• [GOAL OF THE EXERCISE]
The entries are to be returned exactly, with images left out.

• [THE RECORDS]
◇ ◇ ◇

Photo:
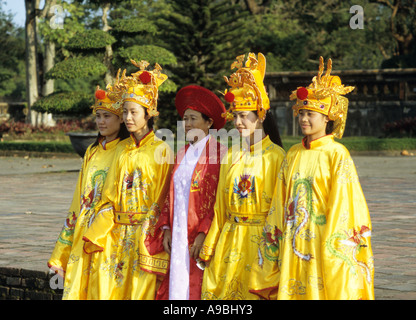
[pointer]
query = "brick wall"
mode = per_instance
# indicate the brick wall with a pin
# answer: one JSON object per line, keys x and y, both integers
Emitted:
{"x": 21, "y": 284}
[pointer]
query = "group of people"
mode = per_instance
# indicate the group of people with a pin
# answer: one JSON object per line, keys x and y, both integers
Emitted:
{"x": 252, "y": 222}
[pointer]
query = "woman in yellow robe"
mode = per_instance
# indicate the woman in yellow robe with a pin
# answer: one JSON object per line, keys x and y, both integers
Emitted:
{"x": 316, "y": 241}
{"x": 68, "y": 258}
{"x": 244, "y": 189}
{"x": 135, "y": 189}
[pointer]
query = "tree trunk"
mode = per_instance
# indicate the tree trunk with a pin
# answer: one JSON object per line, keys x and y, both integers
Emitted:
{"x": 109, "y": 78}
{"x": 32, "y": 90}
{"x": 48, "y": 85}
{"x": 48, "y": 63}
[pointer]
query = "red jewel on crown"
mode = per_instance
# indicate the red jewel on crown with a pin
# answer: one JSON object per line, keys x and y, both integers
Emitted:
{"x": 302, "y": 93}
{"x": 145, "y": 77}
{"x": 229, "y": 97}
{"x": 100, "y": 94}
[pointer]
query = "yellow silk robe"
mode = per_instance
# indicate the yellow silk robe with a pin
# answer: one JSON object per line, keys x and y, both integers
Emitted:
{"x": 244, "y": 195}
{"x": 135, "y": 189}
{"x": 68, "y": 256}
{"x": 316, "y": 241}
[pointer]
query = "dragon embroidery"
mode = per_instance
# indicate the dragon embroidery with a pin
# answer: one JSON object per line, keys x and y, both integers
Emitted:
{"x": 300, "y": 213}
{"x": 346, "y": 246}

◇ ◇ ◇

• [RESULT BELOW]
Photo:
[pointer]
query = "brick wall"
mode = per_instance
# indicate the brick wall with a pin
# answer: one JSON object per line, keys x and y, both integers
Emitted:
{"x": 21, "y": 284}
[pointer]
query = "group of people"
mode = per_instance
# indicate the group of people with a pin
# answer: one JSON object per line, keys x and y, both integers
Emitted:
{"x": 252, "y": 222}
[pointer]
query = "woman in yellow robe"
mode = per_instance
# indicate the woman in yellow robe with a pin
# answer: one JSON object per line, keys x and y, both integers
Emitted:
{"x": 316, "y": 241}
{"x": 68, "y": 258}
{"x": 244, "y": 189}
{"x": 135, "y": 189}
[pointer]
query = "tree trunk"
mode = per_instance
# indicate the tree trunk with a pin
# answer: one JSON object per line, keys x and y, both integers
Emitted:
{"x": 109, "y": 78}
{"x": 32, "y": 90}
{"x": 48, "y": 85}
{"x": 48, "y": 63}
[pointer]
query = "red jewel on crown"
mode = per_instance
# indicate the red jewel on crown with a pin
# answer: one JSON object per line, keys x and y, both integers
Emitted:
{"x": 302, "y": 93}
{"x": 145, "y": 77}
{"x": 229, "y": 97}
{"x": 100, "y": 94}
[pointer]
query = "yellow silk robe"
mode = per_instance
# indicate the yellow silk robe with a pin
# answer: one JSON object per line, keys x and y, both integers
Emitted:
{"x": 244, "y": 195}
{"x": 135, "y": 189}
{"x": 68, "y": 256}
{"x": 316, "y": 241}
[pointer]
query = "dragon embroidery"
mode = per_instance
# indicate the dragon embroidery with a pin
# answer: one JSON object per line, keys x and y, both integers
Emitted:
{"x": 300, "y": 213}
{"x": 346, "y": 246}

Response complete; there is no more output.